● Exercise materials:
=== Begin Enclosure ===

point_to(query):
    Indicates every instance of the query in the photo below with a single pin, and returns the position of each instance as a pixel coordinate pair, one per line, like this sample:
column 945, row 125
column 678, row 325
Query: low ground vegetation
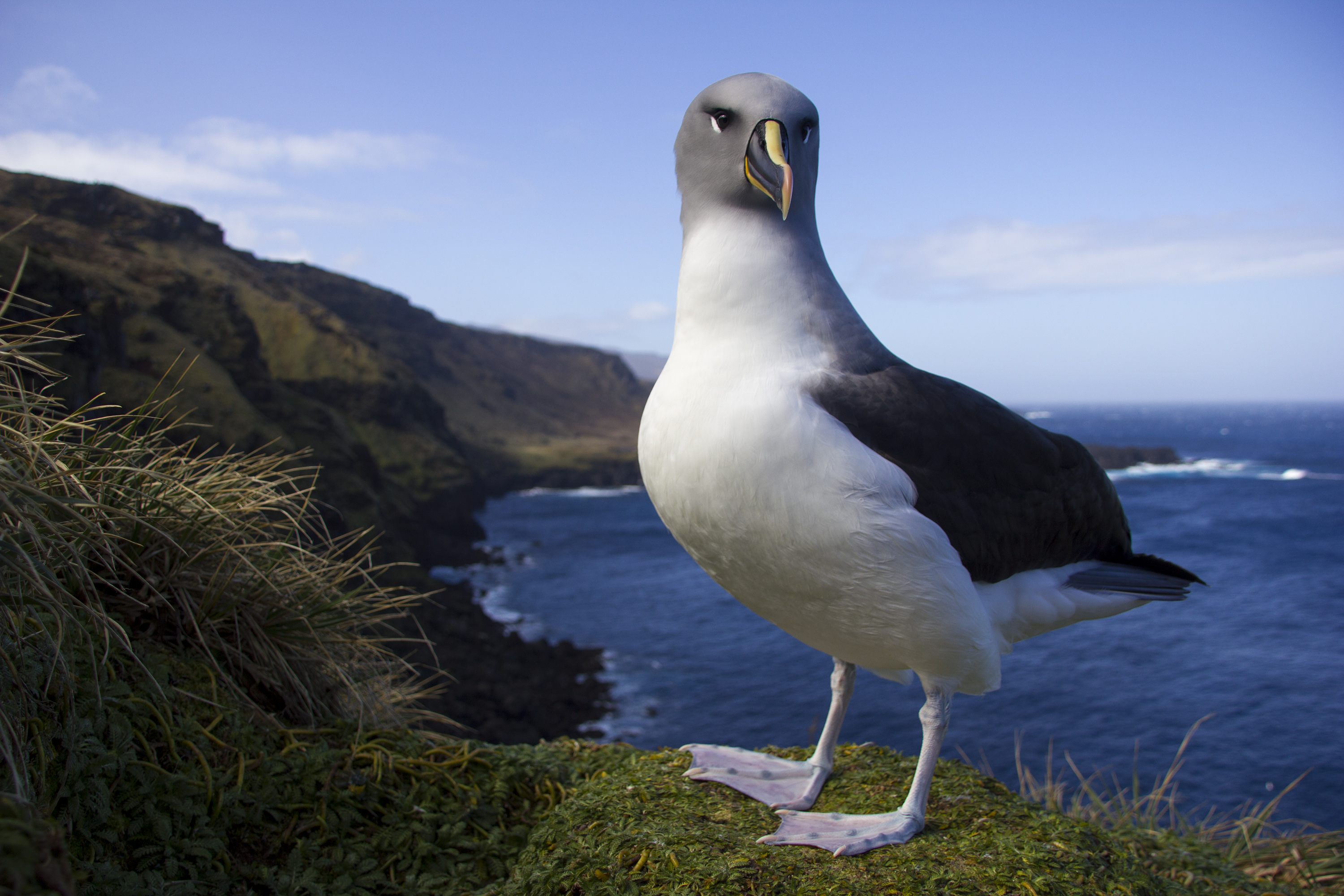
column 201, row 695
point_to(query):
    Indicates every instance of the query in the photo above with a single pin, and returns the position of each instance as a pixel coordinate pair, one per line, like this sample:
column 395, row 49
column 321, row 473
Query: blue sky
column 1053, row 202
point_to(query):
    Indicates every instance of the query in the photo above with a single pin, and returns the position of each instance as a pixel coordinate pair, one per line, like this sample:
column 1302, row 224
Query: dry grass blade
column 115, row 530
column 1264, row 848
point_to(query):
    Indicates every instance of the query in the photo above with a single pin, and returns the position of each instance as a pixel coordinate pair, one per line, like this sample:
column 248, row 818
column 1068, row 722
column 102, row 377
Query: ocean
column 1257, row 511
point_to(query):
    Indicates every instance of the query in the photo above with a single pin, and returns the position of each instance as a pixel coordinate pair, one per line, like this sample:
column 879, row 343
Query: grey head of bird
column 749, row 143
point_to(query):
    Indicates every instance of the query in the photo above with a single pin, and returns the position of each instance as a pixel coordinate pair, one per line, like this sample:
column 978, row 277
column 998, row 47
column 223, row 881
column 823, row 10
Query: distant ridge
column 414, row 421
column 1113, row 457
column 647, row 366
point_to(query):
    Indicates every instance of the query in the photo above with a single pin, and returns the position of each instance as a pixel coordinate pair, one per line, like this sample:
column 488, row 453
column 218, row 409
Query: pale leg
column 853, row 835
column 781, row 784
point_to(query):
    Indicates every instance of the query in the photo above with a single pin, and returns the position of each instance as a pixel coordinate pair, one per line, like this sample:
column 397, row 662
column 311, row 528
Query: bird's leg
column 853, row 835
column 781, row 784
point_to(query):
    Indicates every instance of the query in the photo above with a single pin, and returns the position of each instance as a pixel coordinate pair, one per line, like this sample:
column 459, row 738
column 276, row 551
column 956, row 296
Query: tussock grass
column 115, row 528
column 1250, row 837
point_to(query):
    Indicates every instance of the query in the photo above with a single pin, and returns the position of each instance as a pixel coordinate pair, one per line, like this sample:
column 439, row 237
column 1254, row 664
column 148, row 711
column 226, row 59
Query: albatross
column 890, row 517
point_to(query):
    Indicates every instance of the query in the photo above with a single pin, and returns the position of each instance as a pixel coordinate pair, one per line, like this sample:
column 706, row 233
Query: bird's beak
column 768, row 163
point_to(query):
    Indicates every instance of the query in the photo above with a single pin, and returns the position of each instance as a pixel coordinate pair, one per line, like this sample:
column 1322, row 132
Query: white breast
column 784, row 507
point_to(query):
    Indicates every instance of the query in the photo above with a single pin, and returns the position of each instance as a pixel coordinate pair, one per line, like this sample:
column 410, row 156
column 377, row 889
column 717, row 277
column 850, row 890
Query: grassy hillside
column 198, row 696
column 413, row 421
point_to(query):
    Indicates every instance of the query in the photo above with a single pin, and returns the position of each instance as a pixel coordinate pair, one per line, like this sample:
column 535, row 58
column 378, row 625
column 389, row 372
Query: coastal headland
column 413, row 421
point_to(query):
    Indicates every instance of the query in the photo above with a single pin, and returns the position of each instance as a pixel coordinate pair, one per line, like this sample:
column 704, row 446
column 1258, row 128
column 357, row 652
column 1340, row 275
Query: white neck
column 758, row 289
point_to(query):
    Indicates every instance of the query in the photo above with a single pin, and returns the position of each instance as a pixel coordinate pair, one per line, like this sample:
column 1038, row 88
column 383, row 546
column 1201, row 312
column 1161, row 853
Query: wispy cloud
column 217, row 156
column 45, row 95
column 588, row 330
column 240, row 146
column 1012, row 257
column 245, row 175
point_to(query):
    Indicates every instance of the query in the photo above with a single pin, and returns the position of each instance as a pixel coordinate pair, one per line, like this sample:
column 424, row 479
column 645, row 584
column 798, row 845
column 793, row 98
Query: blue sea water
column 1260, row 516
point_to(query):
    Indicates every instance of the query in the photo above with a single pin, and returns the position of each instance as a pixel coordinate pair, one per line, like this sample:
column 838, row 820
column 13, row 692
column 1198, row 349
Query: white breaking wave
column 586, row 492
column 1218, row 468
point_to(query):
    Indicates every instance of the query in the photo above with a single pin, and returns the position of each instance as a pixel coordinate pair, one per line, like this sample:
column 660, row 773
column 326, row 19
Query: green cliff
column 414, row 421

=== End Enclosure ===

● Exercise objective: Each entry above needs to be restated without a single word changed; skip the images.

● Task result:
point_to(query):
    Indicates every instance of the query in the photo below with a single pin, and returns the position of each instance as a pixel coordinate pair, one per line, like this sample:
column 945, row 125
column 678, row 325
Query: low ground vegetation
column 201, row 695
point_to(query):
    Indicates every instance of the query in the photo above with a single pin, and returns the position of each instance as a pixel coordinate pair, one per line, like this sample:
column 395, row 49
column 321, row 473
Query: blue sky
column 1053, row 202
point_to(query):
    Indicates every instance of the query in the photo above with a single pin, and returns the position of each instance as a pixel coordinate pair, one per line, like this sample:
column 1302, row 224
Query: dry grass blade
column 115, row 530
column 1264, row 848
point_to(query):
    Indicates every instance of the query in the photo above with a single pin, and returns the position of each instance as a pixel coordinate pair, one per line, like this sample:
column 248, row 818
column 1068, row 722
column 102, row 377
Query: ocean
column 1257, row 511
point_to(query):
    Indicates every instance of the query in the photo above with a single pin, and returns the position of each instance as a pixel coordinate pair, one per line, like this sample:
column 879, row 343
Query: grey head of bird
column 749, row 143
point_to(query):
    Indicates every instance of the query in the photo above with a single pin, and returns the position of each instance as a pixel coordinate pair, one per line, like this sample:
column 978, row 277
column 998, row 47
column 223, row 881
column 823, row 10
Query: distant ridge
column 414, row 421
column 1113, row 457
column 647, row 366
point_to(query):
    Indicates every instance of the query in the photo above with a single pin, and returns the position of each instance as a pixel coordinate pair, one per line, like this sample:
column 488, row 453
column 218, row 409
Query: pale leg
column 853, row 835
column 781, row 784
point_to(query):
    Indicates every instance of the query in the photo above with a single pin, and returns the position of each instance as a pixel coordinate pair, one per line, like this sample:
column 397, row 662
column 311, row 528
Query: bird's leg
column 853, row 835
column 781, row 784
point_to(query):
    Indicates every instance of the query in the photo above with a single pin, and returns the position of each instance as a pixel coordinate pair, one per line, like this sample:
column 459, row 738
column 276, row 551
column 956, row 296
Query: tussock grass
column 115, row 528
column 1250, row 837
point_to(query):
    Indicates every instance of the query in the photo above with a single pin, and returns the position of each instance as a pixel coordinate pair, one per line, like this sample:
column 439, row 237
column 1254, row 664
column 148, row 711
column 226, row 59
Query: albatross
column 890, row 517
point_to(query):
    Indicates every instance of the query in the photo above with a single pin, and returns the position of each instance as a pixel coordinate pair, one per line, like this sample:
column 706, row 233
Query: bird's beak
column 768, row 163
point_to(query):
    Indicates every instance of the query in the photo above with a single pin, and returns the position of each instance as a pixel coordinate pair, one per line, like this sample:
column 1322, row 132
Query: white breast
column 784, row 507
point_to(query):
    Indicates every instance of the query in the photo above with a single pin, and returns the position of each instance as a pixel coordinate pair, one per line, like this sample:
column 410, row 156
column 377, row 889
column 717, row 277
column 850, row 890
Query: grassy hillside
column 198, row 696
column 413, row 421
point_to(query):
    Indicates every instance of the query in the photo above with a single pin, and returns the position of each instance as a pixel coordinate pair, one per line, like this sample:
column 535, row 58
column 378, row 625
column 389, row 372
Query: coastal headland
column 413, row 421
point_to(query):
    Indicates every instance of the query in the photo above with a single pin, and returns the position of each instance as a pixel coordinate pair, one per line, like this sample:
column 704, row 446
column 1258, row 128
column 357, row 652
column 1340, row 275
Query: white neck
column 758, row 289
point_to(query):
    Indicates every instance of the query in the photo above with a single pin, and returns the position of each instance as a pixel coordinate pair, one per line, like this sample:
column 1038, row 88
column 383, row 546
column 1201, row 312
column 1161, row 853
Query: wispy cloud
column 217, row 156
column 45, row 95
column 588, row 330
column 240, row 146
column 1012, row 257
column 245, row 175
point_to(query):
    Indicates every instance of the query in the photo above with a single pin, and returns the position of each instance as a pixel coordinate pair, one per line, like this sample:
column 424, row 479
column 645, row 584
column 798, row 845
column 793, row 98
Query: blue sea water
column 1260, row 516
point_to(query):
    Indicates every instance of the query in the photo above with a single pin, and returns the position of each instance as a pixel coordinate pair, one per line, like this sample:
column 838, row 820
column 13, row 692
column 1198, row 349
Query: white breaking wave
column 586, row 492
column 1218, row 468
point_to(query):
    Indicates every instance of the query in the photo above with a single pin, and returns the position of each instance as a pixel coordinate pair, one per line, like this sample:
column 660, row 773
column 326, row 19
Query: green cliff
column 414, row 421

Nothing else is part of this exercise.